◆ **SHORT EXERCISE**: Beneath this task is a listing; retype all of it exactly.

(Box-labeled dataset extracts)
· · · · · · ·
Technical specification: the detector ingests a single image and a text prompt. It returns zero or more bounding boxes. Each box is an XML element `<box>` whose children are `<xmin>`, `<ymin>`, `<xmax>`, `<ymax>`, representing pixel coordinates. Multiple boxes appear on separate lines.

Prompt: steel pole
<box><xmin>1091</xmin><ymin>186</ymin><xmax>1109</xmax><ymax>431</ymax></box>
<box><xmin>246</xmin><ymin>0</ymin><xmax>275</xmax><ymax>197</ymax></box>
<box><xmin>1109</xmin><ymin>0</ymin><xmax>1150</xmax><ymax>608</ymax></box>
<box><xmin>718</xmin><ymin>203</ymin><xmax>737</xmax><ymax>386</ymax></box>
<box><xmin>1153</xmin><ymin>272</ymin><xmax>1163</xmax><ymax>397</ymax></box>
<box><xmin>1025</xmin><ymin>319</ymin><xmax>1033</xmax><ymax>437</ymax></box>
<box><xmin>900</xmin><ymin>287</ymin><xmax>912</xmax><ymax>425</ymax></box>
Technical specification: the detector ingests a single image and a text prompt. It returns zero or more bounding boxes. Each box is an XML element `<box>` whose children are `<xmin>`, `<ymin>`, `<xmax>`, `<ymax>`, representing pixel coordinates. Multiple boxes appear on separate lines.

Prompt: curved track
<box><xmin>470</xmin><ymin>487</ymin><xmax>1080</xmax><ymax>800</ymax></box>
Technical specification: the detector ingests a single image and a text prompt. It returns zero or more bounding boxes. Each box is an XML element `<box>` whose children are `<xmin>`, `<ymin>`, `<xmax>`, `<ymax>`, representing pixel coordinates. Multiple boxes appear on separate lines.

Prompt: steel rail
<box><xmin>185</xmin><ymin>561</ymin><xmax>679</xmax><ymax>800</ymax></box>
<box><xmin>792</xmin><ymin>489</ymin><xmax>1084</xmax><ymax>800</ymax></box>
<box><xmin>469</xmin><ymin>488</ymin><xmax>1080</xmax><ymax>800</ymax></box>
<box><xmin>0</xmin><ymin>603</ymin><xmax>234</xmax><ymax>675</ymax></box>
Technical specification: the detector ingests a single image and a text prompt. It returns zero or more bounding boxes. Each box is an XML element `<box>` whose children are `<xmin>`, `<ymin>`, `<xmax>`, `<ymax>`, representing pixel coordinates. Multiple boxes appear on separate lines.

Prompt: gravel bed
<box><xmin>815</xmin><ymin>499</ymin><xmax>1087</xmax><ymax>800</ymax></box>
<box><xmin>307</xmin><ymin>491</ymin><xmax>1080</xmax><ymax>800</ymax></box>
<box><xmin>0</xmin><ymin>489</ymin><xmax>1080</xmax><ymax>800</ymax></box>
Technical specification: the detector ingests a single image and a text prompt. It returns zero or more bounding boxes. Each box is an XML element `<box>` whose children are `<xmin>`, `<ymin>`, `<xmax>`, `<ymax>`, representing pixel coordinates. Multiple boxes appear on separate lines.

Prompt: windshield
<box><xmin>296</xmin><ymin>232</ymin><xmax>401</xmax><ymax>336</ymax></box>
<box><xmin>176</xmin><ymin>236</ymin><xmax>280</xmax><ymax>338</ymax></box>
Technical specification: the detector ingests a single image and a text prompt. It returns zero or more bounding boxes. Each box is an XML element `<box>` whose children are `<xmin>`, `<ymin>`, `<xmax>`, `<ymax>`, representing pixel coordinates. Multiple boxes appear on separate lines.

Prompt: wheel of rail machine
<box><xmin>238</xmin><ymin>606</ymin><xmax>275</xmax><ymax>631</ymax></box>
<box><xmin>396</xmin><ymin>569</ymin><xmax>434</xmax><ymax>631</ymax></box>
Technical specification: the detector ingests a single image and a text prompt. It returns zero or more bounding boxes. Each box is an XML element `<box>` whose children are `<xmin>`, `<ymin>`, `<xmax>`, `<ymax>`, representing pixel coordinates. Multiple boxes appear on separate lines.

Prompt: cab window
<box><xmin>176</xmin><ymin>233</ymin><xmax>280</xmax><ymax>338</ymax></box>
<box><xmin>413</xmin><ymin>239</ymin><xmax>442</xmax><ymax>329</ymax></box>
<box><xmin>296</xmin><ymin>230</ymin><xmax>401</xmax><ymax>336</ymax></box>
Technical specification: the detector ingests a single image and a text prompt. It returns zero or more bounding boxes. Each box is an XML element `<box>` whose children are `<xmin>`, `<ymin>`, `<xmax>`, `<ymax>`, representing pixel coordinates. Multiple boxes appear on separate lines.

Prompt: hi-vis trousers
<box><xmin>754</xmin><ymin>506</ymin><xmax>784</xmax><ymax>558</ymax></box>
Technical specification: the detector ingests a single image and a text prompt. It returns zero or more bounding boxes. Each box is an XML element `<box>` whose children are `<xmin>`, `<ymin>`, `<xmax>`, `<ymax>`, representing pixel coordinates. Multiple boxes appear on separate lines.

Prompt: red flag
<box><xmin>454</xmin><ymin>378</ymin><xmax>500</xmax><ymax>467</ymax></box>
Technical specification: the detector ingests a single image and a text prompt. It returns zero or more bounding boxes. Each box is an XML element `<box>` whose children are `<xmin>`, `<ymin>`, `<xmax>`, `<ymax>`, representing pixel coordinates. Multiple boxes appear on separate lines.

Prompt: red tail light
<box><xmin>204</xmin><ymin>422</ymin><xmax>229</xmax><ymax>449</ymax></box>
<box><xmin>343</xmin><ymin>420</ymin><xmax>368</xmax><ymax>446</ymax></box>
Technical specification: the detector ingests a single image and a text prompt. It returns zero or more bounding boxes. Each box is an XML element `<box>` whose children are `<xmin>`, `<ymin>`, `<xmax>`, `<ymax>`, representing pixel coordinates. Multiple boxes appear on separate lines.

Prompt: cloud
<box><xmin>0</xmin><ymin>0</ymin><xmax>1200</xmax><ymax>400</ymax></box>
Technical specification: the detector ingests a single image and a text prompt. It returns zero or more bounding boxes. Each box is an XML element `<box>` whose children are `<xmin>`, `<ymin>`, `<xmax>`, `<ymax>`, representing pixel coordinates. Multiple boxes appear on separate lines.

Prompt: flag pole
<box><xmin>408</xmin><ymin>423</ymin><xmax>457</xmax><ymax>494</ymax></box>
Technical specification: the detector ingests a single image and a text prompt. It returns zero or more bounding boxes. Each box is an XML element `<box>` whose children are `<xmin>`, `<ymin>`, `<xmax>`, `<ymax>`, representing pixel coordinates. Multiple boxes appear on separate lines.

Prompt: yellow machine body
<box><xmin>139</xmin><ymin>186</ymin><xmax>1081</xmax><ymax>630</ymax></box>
· · · · · · ·
◆ **RESPONSE TO THIS TASK**:
Technical specification: the detector ingests a single image and a text prompt. It returns zero or more bounding boxes. Each box is an XML element `<box>` whose children are `<xmin>`, `<ymin>`, `<xmax>`, `<ymax>`, representing pixel coordinates. Multiple boxes appear on separate lines.

Prompt: steel pole
<box><xmin>1091</xmin><ymin>186</ymin><xmax>1109</xmax><ymax>431</ymax></box>
<box><xmin>246</xmin><ymin>0</ymin><xmax>275</xmax><ymax>197</ymax></box>
<box><xmin>1109</xmin><ymin>0</ymin><xmax>1150</xmax><ymax>608</ymax></box>
<box><xmin>718</xmin><ymin>203</ymin><xmax>737</xmax><ymax>386</ymax></box>
<box><xmin>1153</xmin><ymin>272</ymin><xmax>1163</xmax><ymax>397</ymax></box>
<box><xmin>1025</xmin><ymin>319</ymin><xmax>1033</xmax><ymax>437</ymax></box>
<box><xmin>900</xmin><ymin>287</ymin><xmax>912</xmax><ymax>425</ymax></box>
Technical specification: the detector ingests a single image and a text prompt. It returns zero or more bounding boxes. Each box is an XML element `<box>` whose children are `<xmin>`, `<ymin>`, `<xmax>`, `<ymax>`, representing pixel coordinates. Multiple boxes appear on separate lines.

Prompt: curved track
<box><xmin>470</xmin><ymin>487</ymin><xmax>1080</xmax><ymax>800</ymax></box>
Technical specification: the detector ingests a single image and a text prompt. It returns zero or more bounding boxes. Each box is an XML element `<box>` whose children are `<xmin>`, `<ymin>`, `<xmax>`, `<ymax>`, representing pixel coordinates. Multiple boxes appear on separate lines.

Prompt: steel rail
<box><xmin>185</xmin><ymin>561</ymin><xmax>679</xmax><ymax>800</ymax></box>
<box><xmin>792</xmin><ymin>489</ymin><xmax>1084</xmax><ymax>800</ymax></box>
<box><xmin>469</xmin><ymin>488</ymin><xmax>1080</xmax><ymax>800</ymax></box>
<box><xmin>0</xmin><ymin>603</ymin><xmax>234</xmax><ymax>675</ymax></box>
Technical specification: the detector ingests a single image and a text prompt. It returns zero or more bounding boxes. Each box is an XML element `<box>` whose children are `<xmin>`, `<ymin>`, `<xmax>`, `<ymax>`, representing pixel coordinates. Multiple boxes appear on separate lines.

Prompt: gravel bed
<box><xmin>815</xmin><ymin>499</ymin><xmax>1087</xmax><ymax>800</ymax></box>
<box><xmin>307</xmin><ymin>491</ymin><xmax>1080</xmax><ymax>800</ymax></box>
<box><xmin>0</xmin><ymin>489</ymin><xmax>1080</xmax><ymax>800</ymax></box>
Technical specification: the detector ingests a single image and a text prompt. It returns zero or more bounding boxes. Each box is an XML element `<box>` whose children are `<xmin>`, `<ymin>`, `<xmax>`, `<ymax>`, representing pixel coordinates. Multiple boxes appear on separate lines.

Prompt: windshield
<box><xmin>296</xmin><ymin>232</ymin><xmax>401</xmax><ymax>336</ymax></box>
<box><xmin>176</xmin><ymin>236</ymin><xmax>280</xmax><ymax>338</ymax></box>
Technical specification: the detector ingests a single image and a text prompt. It returns zero or more bounding boxes. Each box is an XML element `<box>` whose children are `<xmin>`, `<ymin>`, `<xmax>`, `<ymax>`, representing pixel coordinates. Multiple boxes appear on separate lines.

Prompt: wheel of rail machine
<box><xmin>238</xmin><ymin>606</ymin><xmax>275</xmax><ymax>631</ymax></box>
<box><xmin>396</xmin><ymin>569</ymin><xmax>434</xmax><ymax>631</ymax></box>
Technical specification: the detector ingests a single image and a text prompt. It returns zero or more bounding boxes. Each box is an XML element `<box>` whose children are `<xmin>`, `<ymin>`, `<xmax>`, `<ymax>`, representing pixel coordinates. Multiple boxes appear on separate lines.

Prompt: cab window
<box><xmin>176</xmin><ymin>233</ymin><xmax>280</xmax><ymax>338</ymax></box>
<box><xmin>413</xmin><ymin>239</ymin><xmax>442</xmax><ymax>329</ymax></box>
<box><xmin>296</xmin><ymin>230</ymin><xmax>401</xmax><ymax>336</ymax></box>
Technical specification: the detector ingests a single image and a text prompt. It returns zero or more bounding boxes. Each box is an XML element `<box>` whose children are `<xmin>`, `<ymin>`, `<xmax>`, `<ymax>`, representing pixel coordinates. Multiple boxes appear on separate lines.

Prompt: hi-vis trousers
<box><xmin>754</xmin><ymin>506</ymin><xmax>784</xmax><ymax>558</ymax></box>
Technical specification: the detector ingests a single image and a text prompt. It returns zero or more bounding boxes. Each box is an XML element `<box>` whose children are `<xmin>`, `<ymin>`, `<xmax>`, `<ymax>`, representing pixel coordinates. Multiple boxes appear on separate lines.

Prompt: red flag
<box><xmin>454</xmin><ymin>378</ymin><xmax>500</xmax><ymax>467</ymax></box>
Technical specification: the detector ingests a single image and a text prompt. It returns zero or more bounding boxes. Each box is an XML element `<box>` whose children are `<xmin>`, `<ymin>`, `<xmax>`, `<ymax>`, representing pixel coordinates. Multiple boxes appear on separate lines.

Prompt: red tail light
<box><xmin>204</xmin><ymin>422</ymin><xmax>229</xmax><ymax>449</ymax></box>
<box><xmin>343</xmin><ymin>420</ymin><xmax>368</xmax><ymax>446</ymax></box>
Technical specification: the detector ingests a single image and a text prompt. It returns zero or more bounding boxes. Each box is an XML element `<box>` whose children are `<xmin>`, `<ymin>`, `<xmax>`, `<ymax>`, representing pixel coordinates. Multiple boxes appear on separate lines.

Prompt: cloud
<box><xmin>0</xmin><ymin>0</ymin><xmax>1200</xmax><ymax>400</ymax></box>
Technical specification: the detector ingests a single image and a text prompt. It returns zero or more bounding boxes. Each box is an XML element `<box>` whose children are `<xmin>`, `<ymin>`, `<xmax>`, `<ymax>`, representing pixel coordinates. Multiple boxes appear on separate lines.

Prompt: flag pole
<box><xmin>408</xmin><ymin>423</ymin><xmax>457</xmax><ymax>494</ymax></box>
Technical specification: the detector ingests a single image and a text prompt. It returns zero or more bounding boxes. Each box is an XML element `<box>` whose children are `<xmin>`, `<ymin>`, `<xmax>`, `<ymax>`, representing pixel coordinates. Multiple boxes appear on separate lines.

Prompt: yellow machine body
<box><xmin>139</xmin><ymin>186</ymin><xmax>1081</xmax><ymax>630</ymax></box>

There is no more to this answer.